- _What the task asks_
Return the full listing character for character, without its pictures.

- _Exercise input_
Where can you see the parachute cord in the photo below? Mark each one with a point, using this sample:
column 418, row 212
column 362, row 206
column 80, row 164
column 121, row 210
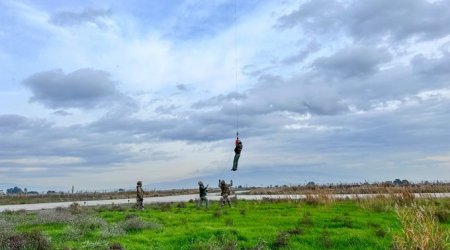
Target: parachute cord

- _Solved problem_
Where can you see the parachute cord in the photo below? Mark each one with a point, using this sample:
column 418, row 212
column 362, row 206
column 80, row 164
column 121, row 210
Target: parachute cord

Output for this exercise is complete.